## Task description
The response should be the complete listing below, unchanged.

## Records shown

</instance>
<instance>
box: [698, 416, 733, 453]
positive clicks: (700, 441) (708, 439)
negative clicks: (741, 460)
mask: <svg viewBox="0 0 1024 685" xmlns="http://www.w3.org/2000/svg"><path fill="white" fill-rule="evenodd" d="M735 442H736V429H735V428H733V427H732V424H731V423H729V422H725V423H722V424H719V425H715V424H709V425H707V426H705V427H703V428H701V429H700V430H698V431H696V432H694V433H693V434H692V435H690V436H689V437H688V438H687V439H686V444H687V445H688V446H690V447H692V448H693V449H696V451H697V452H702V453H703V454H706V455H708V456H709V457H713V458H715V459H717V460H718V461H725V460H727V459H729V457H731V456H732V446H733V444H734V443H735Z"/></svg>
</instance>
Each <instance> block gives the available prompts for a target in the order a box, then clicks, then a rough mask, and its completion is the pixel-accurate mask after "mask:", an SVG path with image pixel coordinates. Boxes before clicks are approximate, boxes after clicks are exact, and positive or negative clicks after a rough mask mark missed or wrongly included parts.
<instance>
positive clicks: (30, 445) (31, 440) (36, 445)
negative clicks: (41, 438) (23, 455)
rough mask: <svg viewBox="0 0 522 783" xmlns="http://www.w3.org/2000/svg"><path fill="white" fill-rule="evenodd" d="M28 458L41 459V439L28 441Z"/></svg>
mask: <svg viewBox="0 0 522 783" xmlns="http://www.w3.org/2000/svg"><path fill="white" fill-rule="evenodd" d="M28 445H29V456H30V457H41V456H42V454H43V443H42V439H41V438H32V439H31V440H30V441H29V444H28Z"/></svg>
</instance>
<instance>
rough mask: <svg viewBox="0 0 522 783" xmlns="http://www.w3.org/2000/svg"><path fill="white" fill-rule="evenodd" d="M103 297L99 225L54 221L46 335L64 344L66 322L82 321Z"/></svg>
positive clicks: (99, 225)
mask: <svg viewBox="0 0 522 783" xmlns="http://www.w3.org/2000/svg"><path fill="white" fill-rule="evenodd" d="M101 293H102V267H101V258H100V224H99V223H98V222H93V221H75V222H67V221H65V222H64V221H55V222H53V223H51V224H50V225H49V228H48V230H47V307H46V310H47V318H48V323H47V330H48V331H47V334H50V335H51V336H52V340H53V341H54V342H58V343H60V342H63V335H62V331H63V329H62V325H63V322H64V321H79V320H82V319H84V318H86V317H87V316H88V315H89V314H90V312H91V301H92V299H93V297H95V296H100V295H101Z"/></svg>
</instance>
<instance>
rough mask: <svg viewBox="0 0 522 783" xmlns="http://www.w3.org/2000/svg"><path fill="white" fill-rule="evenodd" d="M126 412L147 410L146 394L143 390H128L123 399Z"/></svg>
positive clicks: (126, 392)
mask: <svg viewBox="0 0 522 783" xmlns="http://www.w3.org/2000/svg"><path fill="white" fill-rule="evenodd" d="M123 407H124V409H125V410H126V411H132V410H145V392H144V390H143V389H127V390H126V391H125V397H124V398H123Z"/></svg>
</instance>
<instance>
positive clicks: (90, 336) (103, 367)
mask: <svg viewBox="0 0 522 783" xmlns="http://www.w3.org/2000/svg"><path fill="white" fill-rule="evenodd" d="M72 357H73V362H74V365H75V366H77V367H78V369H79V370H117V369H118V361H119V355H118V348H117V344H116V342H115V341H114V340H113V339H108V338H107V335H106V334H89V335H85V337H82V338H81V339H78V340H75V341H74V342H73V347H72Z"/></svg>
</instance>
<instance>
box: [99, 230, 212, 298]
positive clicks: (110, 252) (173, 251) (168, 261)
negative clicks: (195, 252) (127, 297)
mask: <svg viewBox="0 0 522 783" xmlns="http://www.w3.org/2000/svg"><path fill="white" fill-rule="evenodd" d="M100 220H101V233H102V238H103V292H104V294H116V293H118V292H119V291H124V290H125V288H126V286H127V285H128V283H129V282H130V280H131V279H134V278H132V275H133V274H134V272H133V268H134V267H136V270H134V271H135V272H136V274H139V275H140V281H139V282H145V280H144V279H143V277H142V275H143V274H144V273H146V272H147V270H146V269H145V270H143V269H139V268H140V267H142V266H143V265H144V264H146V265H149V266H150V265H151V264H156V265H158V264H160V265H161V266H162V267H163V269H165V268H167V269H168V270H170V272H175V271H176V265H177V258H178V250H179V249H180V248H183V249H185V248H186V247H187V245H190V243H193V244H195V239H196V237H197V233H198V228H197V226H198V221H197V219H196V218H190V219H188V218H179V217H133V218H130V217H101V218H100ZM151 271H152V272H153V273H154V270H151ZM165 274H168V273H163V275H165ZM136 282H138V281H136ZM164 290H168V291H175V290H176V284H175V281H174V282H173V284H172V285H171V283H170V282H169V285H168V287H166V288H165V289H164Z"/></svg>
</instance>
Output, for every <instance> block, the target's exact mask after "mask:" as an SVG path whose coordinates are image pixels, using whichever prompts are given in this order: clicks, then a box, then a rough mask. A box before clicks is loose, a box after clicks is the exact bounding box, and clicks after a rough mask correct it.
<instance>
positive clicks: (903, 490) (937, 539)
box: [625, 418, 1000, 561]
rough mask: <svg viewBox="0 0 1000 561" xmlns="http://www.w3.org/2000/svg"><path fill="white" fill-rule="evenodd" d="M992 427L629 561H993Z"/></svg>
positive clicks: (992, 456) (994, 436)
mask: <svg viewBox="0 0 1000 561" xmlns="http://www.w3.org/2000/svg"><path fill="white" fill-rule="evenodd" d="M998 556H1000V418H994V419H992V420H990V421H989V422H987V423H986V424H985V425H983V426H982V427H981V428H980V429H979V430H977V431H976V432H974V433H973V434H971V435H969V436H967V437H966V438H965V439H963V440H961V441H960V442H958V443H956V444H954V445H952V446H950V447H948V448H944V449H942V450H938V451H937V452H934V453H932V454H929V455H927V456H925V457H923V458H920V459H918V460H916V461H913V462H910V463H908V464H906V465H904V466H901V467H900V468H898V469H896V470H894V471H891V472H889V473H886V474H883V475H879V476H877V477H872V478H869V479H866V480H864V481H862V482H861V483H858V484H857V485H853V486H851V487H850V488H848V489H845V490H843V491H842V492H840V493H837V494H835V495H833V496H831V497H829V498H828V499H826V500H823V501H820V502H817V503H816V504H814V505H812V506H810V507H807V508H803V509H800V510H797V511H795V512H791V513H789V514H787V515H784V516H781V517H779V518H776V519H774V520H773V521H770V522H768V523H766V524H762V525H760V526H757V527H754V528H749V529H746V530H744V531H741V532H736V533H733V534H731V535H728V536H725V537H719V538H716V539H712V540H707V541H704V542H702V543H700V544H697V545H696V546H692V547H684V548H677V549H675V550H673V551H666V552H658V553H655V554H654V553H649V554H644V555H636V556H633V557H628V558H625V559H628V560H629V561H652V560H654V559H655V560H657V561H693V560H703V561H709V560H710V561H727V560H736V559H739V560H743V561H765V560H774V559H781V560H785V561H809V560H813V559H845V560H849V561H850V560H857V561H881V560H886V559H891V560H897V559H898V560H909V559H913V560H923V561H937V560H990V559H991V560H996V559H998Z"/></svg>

## Written reply
</instance>
<instance>
box: [698, 416, 733, 453]
positive clicks: (700, 441) (708, 439)
negative clicks: (741, 460)
mask: <svg viewBox="0 0 1024 685" xmlns="http://www.w3.org/2000/svg"><path fill="white" fill-rule="evenodd" d="M735 442H736V429H735V428H733V427H732V424H731V423H729V422H725V423H722V424H719V425H715V424H709V425H707V426H705V427H703V428H701V429H700V430H698V431H696V432H694V433H693V434H692V435H690V436H689V437H688V438H687V439H686V444H687V445H688V446H690V447H692V448H693V449H696V451H697V452H702V453H703V454H706V455H708V456H709V457H713V458H715V459H717V460H718V461H725V460H727V459H729V457H731V456H732V446H733V444H734V443H735Z"/></svg>
</instance>
Each <instance> block gives the available prompts for a target in the order a box, then clicks, then a rough mask, and its completion is the pixel-accurate mask after "mask:", an SVG path with image pixel coordinates. Boxes before clicks are approximate, boxes after clicks are exact, and positive or negative clicks after a rough mask mark missed or wrongly included parts.
<instance>
positive clicks: (30, 445) (31, 440) (36, 445)
negative clicks: (41, 438) (23, 455)
rough mask: <svg viewBox="0 0 522 783" xmlns="http://www.w3.org/2000/svg"><path fill="white" fill-rule="evenodd" d="M28 458L41 459V439L28 441Z"/></svg>
mask: <svg viewBox="0 0 522 783" xmlns="http://www.w3.org/2000/svg"><path fill="white" fill-rule="evenodd" d="M28 445H29V456H30V457H41V456H42V454H43V443H42V439H41V438H32V439H31V440H30V441H29V444H28Z"/></svg>
</instance>
<instance>
rough mask: <svg viewBox="0 0 522 783" xmlns="http://www.w3.org/2000/svg"><path fill="white" fill-rule="evenodd" d="M103 297L99 225L54 221L46 335L64 344L66 322L82 321Z"/></svg>
positive clicks: (99, 225)
mask: <svg viewBox="0 0 522 783" xmlns="http://www.w3.org/2000/svg"><path fill="white" fill-rule="evenodd" d="M101 293H102V267H101V258H100V224H99V223H98V222H93V221H75V222H67V221H65V222H64V221H55V222H53V223H51V224H50V225H49V228H48V230H47V307H46V310H47V318H48V323H47V330H48V331H47V334H50V335H51V336H52V340H53V341H54V342H58V343H60V342H63V335H62V331H63V329H62V325H63V322H64V321H79V320H82V319H84V318H86V317H87V316H88V315H89V314H90V312H91V301H92V299H93V297H95V296H100V295H101Z"/></svg>
</instance>
<instance>
rough mask: <svg viewBox="0 0 522 783" xmlns="http://www.w3.org/2000/svg"><path fill="white" fill-rule="evenodd" d="M126 412L147 410L146 394L143 390H128L123 399Z"/></svg>
positive clicks: (126, 392)
mask: <svg viewBox="0 0 522 783" xmlns="http://www.w3.org/2000/svg"><path fill="white" fill-rule="evenodd" d="M123 407H124V409H125V410H126V411H132V410H145V392H144V390H143V389H127V390H126V391H125V397H124V398H123Z"/></svg>
</instance>
<instance>
positive clicks: (90, 336) (103, 367)
mask: <svg viewBox="0 0 522 783" xmlns="http://www.w3.org/2000/svg"><path fill="white" fill-rule="evenodd" d="M72 357H73V362H74V365H75V366H77V367H78V369H79V370H117V369H118V361H119V355H118V348H117V344H116V342H115V341H114V340H113V339H108V338H107V335H106V334H89V335H85V337H82V338H81V339H78V340H75V341H74V342H73V347H72Z"/></svg>
</instance>
<instance>
box: [99, 230, 212, 298]
positive clicks: (110, 252) (173, 251) (168, 261)
negative clicks: (195, 252) (127, 297)
mask: <svg viewBox="0 0 522 783" xmlns="http://www.w3.org/2000/svg"><path fill="white" fill-rule="evenodd" d="M100 220H101V233H102V238H103V292H104V294H116V293H118V292H119V291H124V290H125V288H126V286H127V285H128V283H129V282H130V280H131V279H134V278H132V275H133V274H134V272H133V268H134V267H136V270H134V271H135V272H136V274H139V275H140V281H139V282H145V280H144V279H143V277H142V275H143V274H144V273H146V272H147V270H146V269H145V270H143V269H139V268H140V267H142V266H143V265H144V264H146V265H149V266H150V265H151V264H156V265H158V264H160V265H161V266H162V267H163V269H165V268H167V269H168V270H170V272H175V271H176V265H177V258H178V250H179V249H180V248H183V249H185V248H186V247H187V245H190V243H193V244H195V239H196V237H197V233H198V228H197V226H198V221H197V219H196V218H190V219H188V218H179V217H133V218H130V217H101V218H100ZM151 271H152V272H153V273H154V270H151ZM165 274H168V273H163V275H165ZM136 282H138V281H136ZM164 290H168V291H175V290H176V284H175V281H174V282H173V284H172V285H171V283H170V282H169V285H168V287H166V288H165V289H164Z"/></svg>
</instance>
Output, for every <instance> block, the target's exact mask after "mask:" as an SVG path whose coordinates are image pixels, using whichever prompts are given in this order: clicks, then a box, then a rough mask. A box before clicks is loose, a box after clicks is the exact bounding box, and clicks after a rough mask correct it.
<instance>
positive clicks: (903, 490) (937, 539)
box: [625, 418, 1000, 561]
rough mask: <svg viewBox="0 0 1000 561" xmlns="http://www.w3.org/2000/svg"><path fill="white" fill-rule="evenodd" d="M992 427L629 561H993Z"/></svg>
positive clicks: (992, 456) (994, 436)
mask: <svg viewBox="0 0 1000 561" xmlns="http://www.w3.org/2000/svg"><path fill="white" fill-rule="evenodd" d="M998 556H1000V418H994V419H992V420H990V421H989V422H987V423H986V424H985V425H983V426H982V427H981V428H980V429H979V430H977V431H976V432H974V433H973V434H971V435H969V436H967V437H966V438H965V439H963V440H961V441H960V442H958V443H956V444H954V445H952V446H950V447H948V448H944V449H942V450H938V451H937V452H934V453H932V454H929V455H927V456H925V457H923V458H920V459H918V460H916V461H913V462H910V463H908V464H906V465H904V466H901V467H900V468H898V469H896V470H894V471H891V472H889V473H886V474H883V475H879V476H877V477H872V478H869V479H866V480H864V481H862V482H861V483H858V484H857V485H853V486H851V487H850V488H848V489H845V490H843V491H842V492H840V493H837V494H835V495H833V496H831V497H829V498H828V499H826V500H823V501H820V502H817V503H816V504H814V505H812V506H810V507H807V508H803V509H800V510H797V511H795V512H791V513H789V514H787V515H784V516H781V517H779V518H776V519H774V520H773V521H770V522H768V523H766V524H762V525H760V526H757V527H754V528H749V529H746V530H744V531H741V532H736V533H733V534H731V535H728V536H725V537H719V538H716V539H712V540H707V541H704V542H702V543H700V544H697V545H696V546H692V547H684V548H677V549H675V550H673V551H666V552H658V553H655V554H654V553H649V554H644V555H636V556H633V557H628V558H625V559H628V560H629V561H652V560H654V559H655V560H657V561H693V560H703V561H709V560H710V561H727V560H736V559H739V560H743V561H765V560H774V559H781V560H785V561H809V560H813V559H845V560H849V561H850V560H857V561H881V560H886V559H891V560H897V559H898V560H909V559H913V560H923V561H937V560H990V559H991V560H996V559H998Z"/></svg>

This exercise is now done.